Set task: State how many lines in the entries below contain the string "lungi", with case taken into account. Give only the number.

Data provided:

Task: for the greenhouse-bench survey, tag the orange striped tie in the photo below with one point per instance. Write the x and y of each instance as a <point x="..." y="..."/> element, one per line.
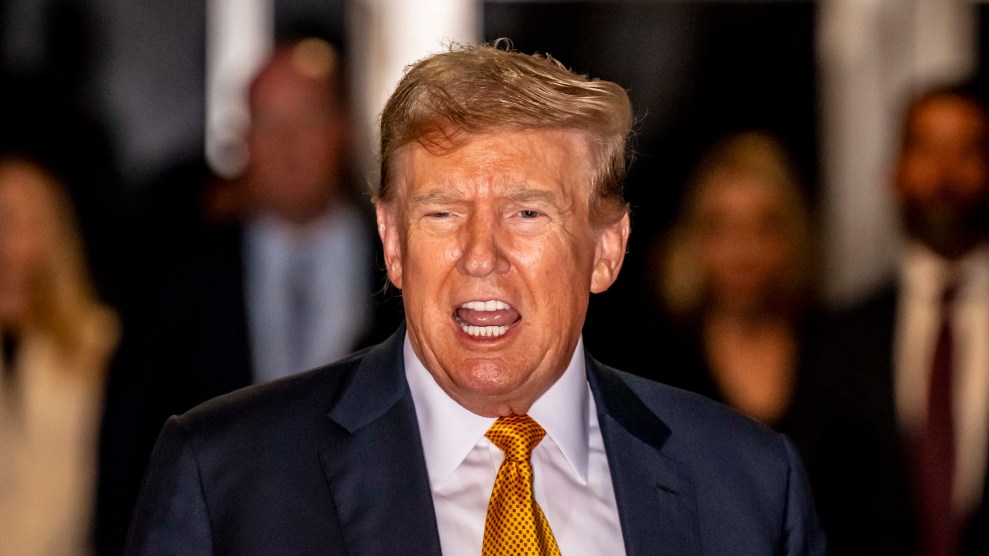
<point x="515" y="524"/>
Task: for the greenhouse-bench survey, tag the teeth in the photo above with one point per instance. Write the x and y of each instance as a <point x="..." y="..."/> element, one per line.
<point x="489" y="305"/>
<point x="485" y="331"/>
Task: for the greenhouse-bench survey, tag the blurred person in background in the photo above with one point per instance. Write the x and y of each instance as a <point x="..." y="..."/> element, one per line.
<point x="57" y="341"/>
<point x="898" y="453"/>
<point x="289" y="284"/>
<point x="732" y="283"/>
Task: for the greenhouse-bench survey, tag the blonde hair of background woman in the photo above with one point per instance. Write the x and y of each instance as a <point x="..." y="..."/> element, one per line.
<point x="755" y="155"/>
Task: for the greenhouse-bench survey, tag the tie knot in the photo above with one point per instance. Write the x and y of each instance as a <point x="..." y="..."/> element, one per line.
<point x="516" y="435"/>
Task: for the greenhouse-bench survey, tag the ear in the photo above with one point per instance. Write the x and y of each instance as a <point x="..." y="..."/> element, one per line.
<point x="389" y="232"/>
<point x="609" y="254"/>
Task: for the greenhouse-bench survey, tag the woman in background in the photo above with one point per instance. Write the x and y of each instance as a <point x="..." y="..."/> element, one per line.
<point x="57" y="339"/>
<point x="736" y="275"/>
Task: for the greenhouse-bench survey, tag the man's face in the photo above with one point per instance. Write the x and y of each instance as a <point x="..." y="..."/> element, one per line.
<point x="493" y="249"/>
<point x="942" y="177"/>
<point x="295" y="142"/>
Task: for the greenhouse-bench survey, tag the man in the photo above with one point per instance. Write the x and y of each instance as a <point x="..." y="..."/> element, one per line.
<point x="500" y="210"/>
<point x="289" y="285"/>
<point x="898" y="453"/>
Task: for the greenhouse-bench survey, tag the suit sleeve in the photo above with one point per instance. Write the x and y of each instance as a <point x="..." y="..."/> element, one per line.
<point x="802" y="533"/>
<point x="171" y="516"/>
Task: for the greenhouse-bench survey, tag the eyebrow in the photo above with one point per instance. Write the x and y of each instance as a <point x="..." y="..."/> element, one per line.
<point x="518" y="194"/>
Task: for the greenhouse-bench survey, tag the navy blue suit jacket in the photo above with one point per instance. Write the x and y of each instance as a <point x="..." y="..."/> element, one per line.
<point x="331" y="462"/>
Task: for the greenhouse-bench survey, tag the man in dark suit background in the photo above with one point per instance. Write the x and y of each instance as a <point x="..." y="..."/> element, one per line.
<point x="285" y="281"/>
<point x="898" y="448"/>
<point x="500" y="210"/>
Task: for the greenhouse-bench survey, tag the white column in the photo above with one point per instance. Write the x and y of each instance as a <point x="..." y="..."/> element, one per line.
<point x="239" y="37"/>
<point x="872" y="54"/>
<point x="388" y="35"/>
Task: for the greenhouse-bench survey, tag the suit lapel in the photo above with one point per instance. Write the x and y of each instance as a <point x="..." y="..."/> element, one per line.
<point x="375" y="466"/>
<point x="655" y="494"/>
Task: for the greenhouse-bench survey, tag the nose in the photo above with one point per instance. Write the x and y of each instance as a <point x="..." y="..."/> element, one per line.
<point x="481" y="254"/>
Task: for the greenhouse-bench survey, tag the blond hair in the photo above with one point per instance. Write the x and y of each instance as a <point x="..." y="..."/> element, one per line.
<point x="683" y="286"/>
<point x="63" y="303"/>
<point x="473" y="89"/>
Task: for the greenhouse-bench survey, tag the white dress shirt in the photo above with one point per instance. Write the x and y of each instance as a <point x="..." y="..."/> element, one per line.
<point x="923" y="276"/>
<point x="340" y="304"/>
<point x="572" y="481"/>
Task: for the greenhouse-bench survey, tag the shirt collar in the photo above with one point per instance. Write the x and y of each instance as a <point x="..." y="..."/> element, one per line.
<point x="925" y="273"/>
<point x="449" y="431"/>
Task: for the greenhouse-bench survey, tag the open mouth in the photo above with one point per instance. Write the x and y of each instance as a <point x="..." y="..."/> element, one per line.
<point x="486" y="319"/>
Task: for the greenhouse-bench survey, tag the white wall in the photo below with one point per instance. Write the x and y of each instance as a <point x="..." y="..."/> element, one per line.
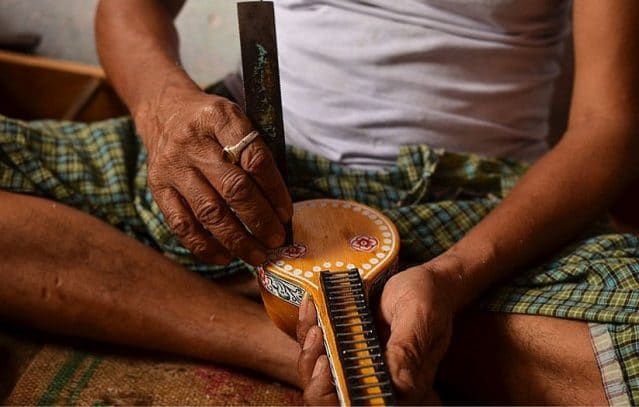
<point x="208" y="32"/>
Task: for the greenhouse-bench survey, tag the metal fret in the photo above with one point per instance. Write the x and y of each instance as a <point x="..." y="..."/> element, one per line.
<point x="353" y="325"/>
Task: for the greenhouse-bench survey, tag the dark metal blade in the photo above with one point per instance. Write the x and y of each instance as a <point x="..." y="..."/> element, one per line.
<point x="261" y="75"/>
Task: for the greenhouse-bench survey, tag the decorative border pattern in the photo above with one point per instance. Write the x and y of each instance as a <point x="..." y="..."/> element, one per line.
<point x="294" y="251"/>
<point x="281" y="288"/>
<point x="380" y="253"/>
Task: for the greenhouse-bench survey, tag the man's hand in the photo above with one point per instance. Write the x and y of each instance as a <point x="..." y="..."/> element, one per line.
<point x="207" y="202"/>
<point x="416" y="312"/>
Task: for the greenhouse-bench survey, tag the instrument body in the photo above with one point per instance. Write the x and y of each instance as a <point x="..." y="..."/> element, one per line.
<point x="333" y="240"/>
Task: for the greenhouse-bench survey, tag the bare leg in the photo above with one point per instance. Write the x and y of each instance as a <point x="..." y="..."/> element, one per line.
<point x="66" y="272"/>
<point x="522" y="359"/>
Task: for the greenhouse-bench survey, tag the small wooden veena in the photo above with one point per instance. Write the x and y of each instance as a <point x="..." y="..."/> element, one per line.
<point x="343" y="254"/>
<point x="340" y="253"/>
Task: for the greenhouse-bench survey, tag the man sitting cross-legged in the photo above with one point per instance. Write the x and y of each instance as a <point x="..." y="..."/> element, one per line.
<point x="511" y="291"/>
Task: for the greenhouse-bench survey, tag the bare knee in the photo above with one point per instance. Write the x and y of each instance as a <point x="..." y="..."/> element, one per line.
<point x="521" y="359"/>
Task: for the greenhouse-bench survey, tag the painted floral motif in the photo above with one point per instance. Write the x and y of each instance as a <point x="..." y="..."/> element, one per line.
<point x="364" y="243"/>
<point x="294" y="251"/>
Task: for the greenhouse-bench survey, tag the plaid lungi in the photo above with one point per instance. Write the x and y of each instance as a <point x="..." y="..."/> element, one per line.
<point x="434" y="197"/>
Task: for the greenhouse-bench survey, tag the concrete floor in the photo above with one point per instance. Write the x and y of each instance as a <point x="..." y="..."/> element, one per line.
<point x="208" y="32"/>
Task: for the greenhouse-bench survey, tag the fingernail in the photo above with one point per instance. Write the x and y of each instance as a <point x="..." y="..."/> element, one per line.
<point x="275" y="241"/>
<point x="284" y="214"/>
<point x="257" y="257"/>
<point x="222" y="260"/>
<point x="310" y="338"/>
<point x="319" y="366"/>
<point x="303" y="307"/>
<point x="406" y="376"/>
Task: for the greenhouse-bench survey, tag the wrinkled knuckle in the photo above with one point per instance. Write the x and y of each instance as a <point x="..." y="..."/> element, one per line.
<point x="258" y="162"/>
<point x="236" y="187"/>
<point x="209" y="213"/>
<point x="180" y="225"/>
<point x="197" y="246"/>
<point x="309" y="398"/>
<point x="405" y="352"/>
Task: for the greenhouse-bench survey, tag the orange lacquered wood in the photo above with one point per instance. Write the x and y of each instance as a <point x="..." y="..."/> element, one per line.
<point x="326" y="229"/>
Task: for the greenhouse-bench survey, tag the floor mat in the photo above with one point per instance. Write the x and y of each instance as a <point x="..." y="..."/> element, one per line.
<point x="60" y="375"/>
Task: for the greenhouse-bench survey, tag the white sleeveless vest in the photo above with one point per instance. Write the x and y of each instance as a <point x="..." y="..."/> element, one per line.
<point x="362" y="78"/>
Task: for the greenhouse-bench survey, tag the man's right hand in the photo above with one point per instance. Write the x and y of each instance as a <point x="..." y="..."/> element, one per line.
<point x="206" y="201"/>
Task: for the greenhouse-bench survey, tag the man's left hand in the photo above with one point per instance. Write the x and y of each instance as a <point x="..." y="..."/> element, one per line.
<point x="416" y="311"/>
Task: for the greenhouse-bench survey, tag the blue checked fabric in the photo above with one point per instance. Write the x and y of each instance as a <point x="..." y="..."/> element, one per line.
<point x="434" y="197"/>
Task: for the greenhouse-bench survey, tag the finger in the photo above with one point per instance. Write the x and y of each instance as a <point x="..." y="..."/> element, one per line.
<point x="256" y="159"/>
<point x="307" y="318"/>
<point x="320" y="390"/>
<point x="212" y="213"/>
<point x="249" y="203"/>
<point x="405" y="352"/>
<point x="312" y="349"/>
<point x="240" y="192"/>
<point x="188" y="230"/>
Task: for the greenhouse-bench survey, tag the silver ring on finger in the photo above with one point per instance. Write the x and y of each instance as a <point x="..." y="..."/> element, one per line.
<point x="232" y="153"/>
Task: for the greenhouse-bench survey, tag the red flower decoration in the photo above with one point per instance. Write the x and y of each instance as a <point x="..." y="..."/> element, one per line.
<point x="294" y="251"/>
<point x="364" y="243"/>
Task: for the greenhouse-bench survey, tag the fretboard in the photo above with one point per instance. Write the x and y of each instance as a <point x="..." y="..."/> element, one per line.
<point x="359" y="348"/>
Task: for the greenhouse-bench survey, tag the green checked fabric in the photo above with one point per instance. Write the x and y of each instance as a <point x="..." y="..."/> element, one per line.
<point x="434" y="197"/>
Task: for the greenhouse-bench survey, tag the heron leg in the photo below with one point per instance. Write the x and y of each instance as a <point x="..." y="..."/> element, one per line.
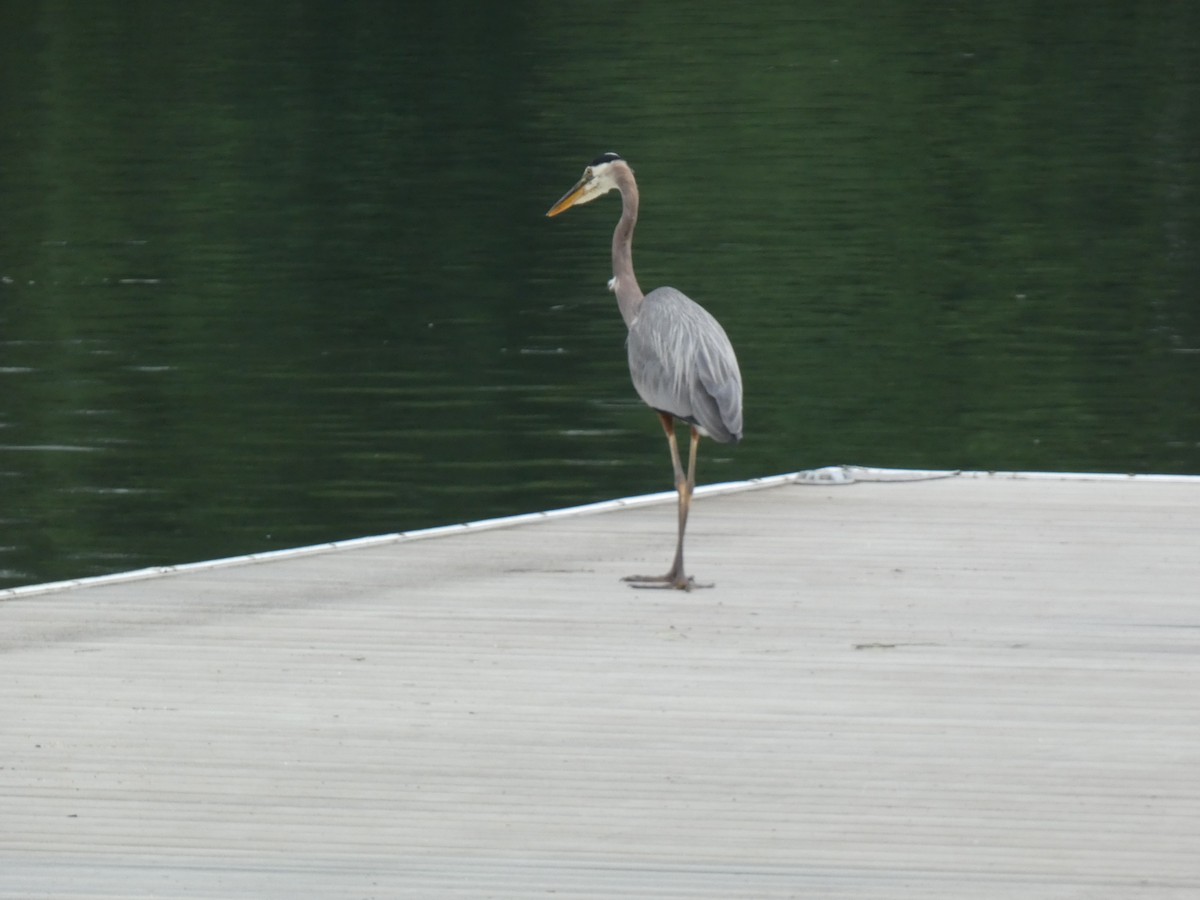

Full response: 1